WORK TO COMPLETE >>
1. Reproduce word for word the part of the Nigeria–U.S. trade passage starting with "Sharing similar sentiments, Mr" and going on through "from the U.S.".
2. Name every person mentioned by name in the Nigeria–U.S. trade passage.

PROVIDED TEXT >>
===============

Besides, Ukaoha said that Nigeria had not developed the sectors that would generate specific value chains which were admissible under AGOA, citing the textile industry as an example.

“These textile industries that are dwindling would have gingered the capacity of our textile sector and export capacity; unfortunately, the production capacity is low and adherence to the raw material requirement is also low,’’ he said.

Moreover, Ukaoha noted that the infrastructure required for the production of the commodities by the industries had already collapsed.

He underlined the need for Nigeria’s trade policy and policymakers to examine how the country could benefit maximally from the opportunities provided by AGOA.

“Again, because of the quality and the substandard nature of our products, we need to look at our regulatory agencies.

“We should ensure a synergy between the private sector, producers, industrial producers and regulatory agencies towards achieving international standards in our operations.

“Therefore, if we can do all those things, we will begin to benefit from AGOA in a more pragmatic way,’’ he added.

All the same, Mr Ahmed Mansur, the President of Manufacturers Association of Nigeria (MAN), urged the Federal Government to be more proactive in exploring the opportunities in Nigeria’s trade relations with the U.S.

“The U.S. continues to be an important trading partner to Nigeria but the American trade policy has been somewhat protectionist.

“We should continue to trade with the U.S. because the opportunities are so significant but we also need to monitor this relationship and plan ahead, so that if there’s any change in the U.S. trade policy, we would not be taken by surprise or deeply affected,” he said.

Mansur recalled that the U.S. used to be Nigeria’s largest trading partner, particularly when it was importing a lot of crude oil from Nigeria, but over the years, the trade in oil had dwindled, as the focus was now more on capital and manufactured goods.

Sharing similar sentiments, Mr Muda Yusuf, the Director-General, Lagos Chamber of Commerce and Industry (LCCI), said that the Nigeria-U.S. trade relations were not as robust as they used to be in the past, adding that Asian countries had now taken over from the U.S.

He noted that there were diverse opportunities for collaboration across sectors to boost trade and economic activities between the Nigeria and the U.S.

Mrs Margaret Olele, the Executive-Secretary, American Business Council (ABC), nonetheless, said that the U.S. remained a natural business partner of Nigeria and one with a long-standing commitment towards the country.

===============

DATA BLOCK >>
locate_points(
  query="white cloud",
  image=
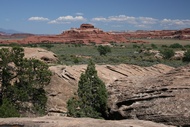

===============

ANSWER SET >>
1.
Sharing similar sentiments, Mr Muda Yusuf, the Director-General, Lagos Chamber of Commerce and Industry (LCCI), said that the Nigeria-U.S. trade relations were not as robust as they used to be in the past, adding that Asian countries had now taken over from the U.S.

2.
Ukaoha
Ahmed Mansur
Muda Yusuf
Margaret Olele